[ENTRIES SUPPLIED]:
============

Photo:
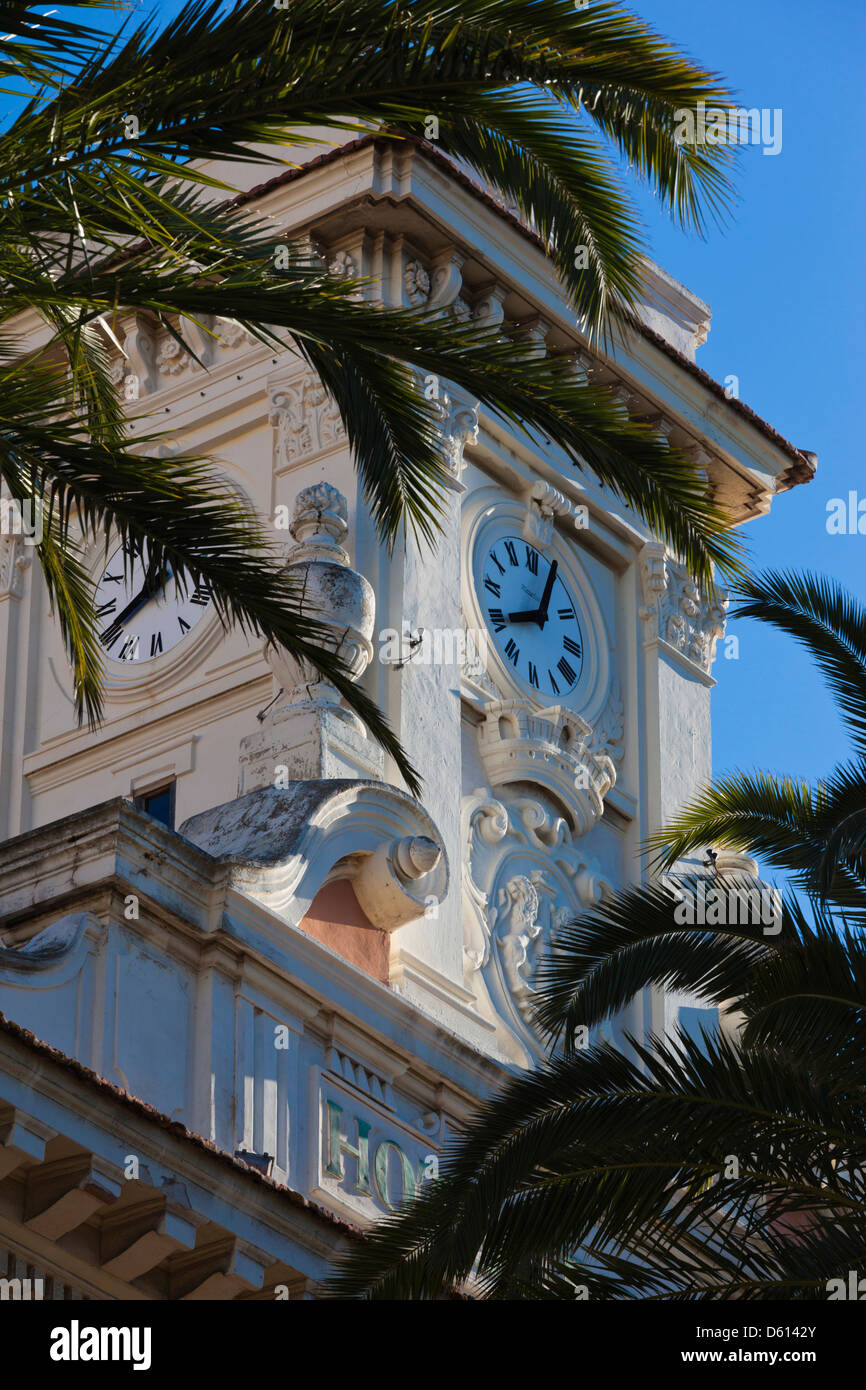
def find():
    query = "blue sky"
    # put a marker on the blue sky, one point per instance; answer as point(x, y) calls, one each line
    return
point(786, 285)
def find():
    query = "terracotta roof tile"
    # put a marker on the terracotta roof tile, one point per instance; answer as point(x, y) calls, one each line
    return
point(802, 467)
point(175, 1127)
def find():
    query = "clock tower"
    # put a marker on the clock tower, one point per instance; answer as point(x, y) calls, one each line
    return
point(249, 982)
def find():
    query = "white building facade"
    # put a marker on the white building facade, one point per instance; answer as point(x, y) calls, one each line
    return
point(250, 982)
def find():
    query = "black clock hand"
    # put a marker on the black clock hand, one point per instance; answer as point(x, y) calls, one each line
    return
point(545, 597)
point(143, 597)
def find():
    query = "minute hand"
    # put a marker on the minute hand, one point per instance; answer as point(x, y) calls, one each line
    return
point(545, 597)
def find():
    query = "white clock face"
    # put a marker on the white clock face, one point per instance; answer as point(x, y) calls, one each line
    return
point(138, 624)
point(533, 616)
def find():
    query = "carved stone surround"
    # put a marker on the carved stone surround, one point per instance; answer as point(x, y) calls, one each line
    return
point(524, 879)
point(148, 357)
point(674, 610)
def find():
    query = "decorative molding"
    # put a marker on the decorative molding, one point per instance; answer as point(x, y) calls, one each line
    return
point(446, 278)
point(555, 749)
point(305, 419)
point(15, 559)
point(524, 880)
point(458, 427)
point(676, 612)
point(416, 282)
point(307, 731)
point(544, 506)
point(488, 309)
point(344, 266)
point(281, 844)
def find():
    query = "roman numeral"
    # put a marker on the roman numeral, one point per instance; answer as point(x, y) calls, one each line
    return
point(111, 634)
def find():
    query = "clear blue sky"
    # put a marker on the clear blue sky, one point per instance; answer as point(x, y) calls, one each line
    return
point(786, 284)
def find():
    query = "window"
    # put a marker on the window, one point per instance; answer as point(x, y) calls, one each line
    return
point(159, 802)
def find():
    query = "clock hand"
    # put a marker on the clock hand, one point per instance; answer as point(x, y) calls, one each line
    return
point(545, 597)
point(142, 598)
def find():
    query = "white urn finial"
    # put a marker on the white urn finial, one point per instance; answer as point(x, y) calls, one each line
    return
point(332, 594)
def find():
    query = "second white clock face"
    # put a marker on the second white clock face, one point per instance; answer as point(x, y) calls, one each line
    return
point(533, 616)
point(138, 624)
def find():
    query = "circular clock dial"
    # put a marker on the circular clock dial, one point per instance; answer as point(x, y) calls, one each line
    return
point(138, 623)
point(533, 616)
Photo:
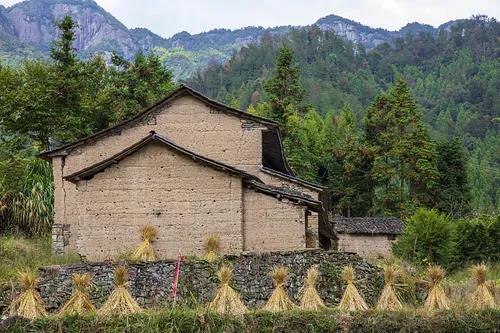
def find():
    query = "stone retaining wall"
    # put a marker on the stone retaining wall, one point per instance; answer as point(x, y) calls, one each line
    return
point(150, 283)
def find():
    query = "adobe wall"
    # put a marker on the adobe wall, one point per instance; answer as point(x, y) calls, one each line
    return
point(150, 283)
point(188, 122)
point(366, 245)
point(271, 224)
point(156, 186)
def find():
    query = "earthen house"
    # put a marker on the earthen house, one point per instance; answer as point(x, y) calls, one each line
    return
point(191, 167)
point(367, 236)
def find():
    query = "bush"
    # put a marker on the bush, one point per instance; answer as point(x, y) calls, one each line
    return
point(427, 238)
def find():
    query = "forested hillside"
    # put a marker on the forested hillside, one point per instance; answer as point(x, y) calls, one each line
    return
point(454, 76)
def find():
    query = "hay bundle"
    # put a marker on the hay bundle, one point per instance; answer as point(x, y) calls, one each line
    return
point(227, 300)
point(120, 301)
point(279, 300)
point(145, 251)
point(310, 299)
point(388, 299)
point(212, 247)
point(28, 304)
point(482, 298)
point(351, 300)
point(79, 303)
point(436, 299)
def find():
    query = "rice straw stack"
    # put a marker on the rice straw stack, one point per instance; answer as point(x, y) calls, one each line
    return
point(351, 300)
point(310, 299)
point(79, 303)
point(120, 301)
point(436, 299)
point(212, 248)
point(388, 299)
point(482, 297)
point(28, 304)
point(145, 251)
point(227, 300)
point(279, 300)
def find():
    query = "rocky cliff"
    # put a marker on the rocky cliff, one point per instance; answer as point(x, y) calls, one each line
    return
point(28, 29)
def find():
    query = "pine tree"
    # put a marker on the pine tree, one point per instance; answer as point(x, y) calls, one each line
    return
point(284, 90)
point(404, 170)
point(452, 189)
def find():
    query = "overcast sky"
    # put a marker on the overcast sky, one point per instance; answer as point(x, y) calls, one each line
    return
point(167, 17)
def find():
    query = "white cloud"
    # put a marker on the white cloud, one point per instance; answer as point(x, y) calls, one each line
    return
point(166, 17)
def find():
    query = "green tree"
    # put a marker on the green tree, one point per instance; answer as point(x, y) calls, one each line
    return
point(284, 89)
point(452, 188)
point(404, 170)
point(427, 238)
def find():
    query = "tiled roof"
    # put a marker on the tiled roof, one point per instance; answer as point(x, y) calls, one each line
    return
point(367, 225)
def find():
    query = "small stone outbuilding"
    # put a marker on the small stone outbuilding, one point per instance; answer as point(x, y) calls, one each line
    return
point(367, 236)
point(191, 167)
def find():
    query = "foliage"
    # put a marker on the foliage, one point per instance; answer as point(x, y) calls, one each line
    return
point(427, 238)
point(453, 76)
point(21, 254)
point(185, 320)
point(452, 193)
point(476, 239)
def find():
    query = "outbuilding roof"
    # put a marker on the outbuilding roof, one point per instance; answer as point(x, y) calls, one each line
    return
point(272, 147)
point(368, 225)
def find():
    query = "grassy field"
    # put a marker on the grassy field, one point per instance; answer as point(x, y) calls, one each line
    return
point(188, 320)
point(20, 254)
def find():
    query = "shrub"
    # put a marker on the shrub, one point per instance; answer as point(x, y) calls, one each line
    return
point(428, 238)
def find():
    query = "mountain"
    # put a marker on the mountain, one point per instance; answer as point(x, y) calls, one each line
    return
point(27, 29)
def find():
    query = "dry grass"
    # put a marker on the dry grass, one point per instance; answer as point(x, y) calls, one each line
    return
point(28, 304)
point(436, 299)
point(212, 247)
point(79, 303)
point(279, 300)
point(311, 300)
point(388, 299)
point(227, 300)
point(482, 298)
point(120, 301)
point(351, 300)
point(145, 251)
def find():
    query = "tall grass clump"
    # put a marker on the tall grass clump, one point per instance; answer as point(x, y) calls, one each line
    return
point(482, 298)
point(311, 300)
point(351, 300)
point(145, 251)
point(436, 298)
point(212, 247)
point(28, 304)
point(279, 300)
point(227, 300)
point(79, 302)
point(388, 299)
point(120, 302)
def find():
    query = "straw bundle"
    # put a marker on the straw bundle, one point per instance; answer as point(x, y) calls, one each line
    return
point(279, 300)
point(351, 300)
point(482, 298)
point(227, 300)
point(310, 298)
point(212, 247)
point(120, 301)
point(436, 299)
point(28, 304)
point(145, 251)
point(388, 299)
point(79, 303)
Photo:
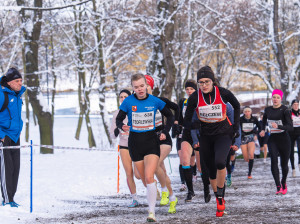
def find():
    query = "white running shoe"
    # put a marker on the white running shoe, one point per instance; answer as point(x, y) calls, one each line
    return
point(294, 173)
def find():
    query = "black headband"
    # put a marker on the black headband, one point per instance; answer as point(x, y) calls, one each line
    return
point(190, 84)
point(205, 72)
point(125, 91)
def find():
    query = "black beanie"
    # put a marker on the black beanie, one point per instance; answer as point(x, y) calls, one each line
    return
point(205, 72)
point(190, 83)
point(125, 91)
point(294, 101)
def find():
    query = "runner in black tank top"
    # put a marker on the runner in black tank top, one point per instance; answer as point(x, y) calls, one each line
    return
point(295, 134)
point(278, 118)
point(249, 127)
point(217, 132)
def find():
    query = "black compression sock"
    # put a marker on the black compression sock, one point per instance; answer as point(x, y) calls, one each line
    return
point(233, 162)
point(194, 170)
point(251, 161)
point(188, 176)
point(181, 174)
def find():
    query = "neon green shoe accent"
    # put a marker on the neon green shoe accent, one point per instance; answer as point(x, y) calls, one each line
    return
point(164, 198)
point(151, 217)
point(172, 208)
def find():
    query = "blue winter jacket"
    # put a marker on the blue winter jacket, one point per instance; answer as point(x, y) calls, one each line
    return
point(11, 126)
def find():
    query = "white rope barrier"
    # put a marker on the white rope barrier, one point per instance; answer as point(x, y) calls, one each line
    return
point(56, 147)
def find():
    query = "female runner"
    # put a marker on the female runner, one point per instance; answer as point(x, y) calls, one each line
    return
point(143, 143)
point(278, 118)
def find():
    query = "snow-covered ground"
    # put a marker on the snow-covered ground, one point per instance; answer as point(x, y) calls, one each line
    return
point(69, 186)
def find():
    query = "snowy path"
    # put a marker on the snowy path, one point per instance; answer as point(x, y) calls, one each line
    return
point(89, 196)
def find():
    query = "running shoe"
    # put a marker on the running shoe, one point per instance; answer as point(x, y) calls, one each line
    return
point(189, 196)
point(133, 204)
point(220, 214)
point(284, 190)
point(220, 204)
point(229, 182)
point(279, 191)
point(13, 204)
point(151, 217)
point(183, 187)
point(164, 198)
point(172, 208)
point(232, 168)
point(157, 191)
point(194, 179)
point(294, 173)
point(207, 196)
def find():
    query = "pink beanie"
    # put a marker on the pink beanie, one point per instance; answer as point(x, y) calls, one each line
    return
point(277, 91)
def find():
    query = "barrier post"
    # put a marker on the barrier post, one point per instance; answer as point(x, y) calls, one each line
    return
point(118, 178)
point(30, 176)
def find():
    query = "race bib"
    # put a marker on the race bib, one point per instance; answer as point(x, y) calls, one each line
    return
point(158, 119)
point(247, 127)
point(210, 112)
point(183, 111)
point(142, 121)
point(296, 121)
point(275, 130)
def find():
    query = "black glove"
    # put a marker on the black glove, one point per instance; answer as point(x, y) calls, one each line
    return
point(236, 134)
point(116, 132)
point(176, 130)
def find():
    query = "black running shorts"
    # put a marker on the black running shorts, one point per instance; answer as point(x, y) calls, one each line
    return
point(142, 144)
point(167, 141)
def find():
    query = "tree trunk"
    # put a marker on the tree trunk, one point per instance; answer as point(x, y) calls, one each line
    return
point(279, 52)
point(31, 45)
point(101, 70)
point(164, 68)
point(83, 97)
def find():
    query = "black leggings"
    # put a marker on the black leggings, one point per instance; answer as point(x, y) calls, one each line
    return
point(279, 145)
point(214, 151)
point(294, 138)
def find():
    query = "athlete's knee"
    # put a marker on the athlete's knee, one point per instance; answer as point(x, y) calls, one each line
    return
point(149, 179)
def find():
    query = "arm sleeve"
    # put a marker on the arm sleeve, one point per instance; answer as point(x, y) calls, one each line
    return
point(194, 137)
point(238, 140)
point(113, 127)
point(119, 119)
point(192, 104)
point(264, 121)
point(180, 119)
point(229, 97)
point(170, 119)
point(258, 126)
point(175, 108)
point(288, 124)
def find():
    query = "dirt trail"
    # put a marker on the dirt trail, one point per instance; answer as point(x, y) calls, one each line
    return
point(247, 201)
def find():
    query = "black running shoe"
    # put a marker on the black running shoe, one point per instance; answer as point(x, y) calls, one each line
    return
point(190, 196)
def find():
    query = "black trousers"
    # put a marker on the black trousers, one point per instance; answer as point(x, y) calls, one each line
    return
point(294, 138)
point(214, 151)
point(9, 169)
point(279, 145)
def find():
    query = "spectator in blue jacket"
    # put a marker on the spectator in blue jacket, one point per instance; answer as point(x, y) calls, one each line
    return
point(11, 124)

============

[EXERCISE AIM]:
Tally the lines in the records above that contain the string "adobe" and give only that number.

[EXPECTED ANSWER]:
2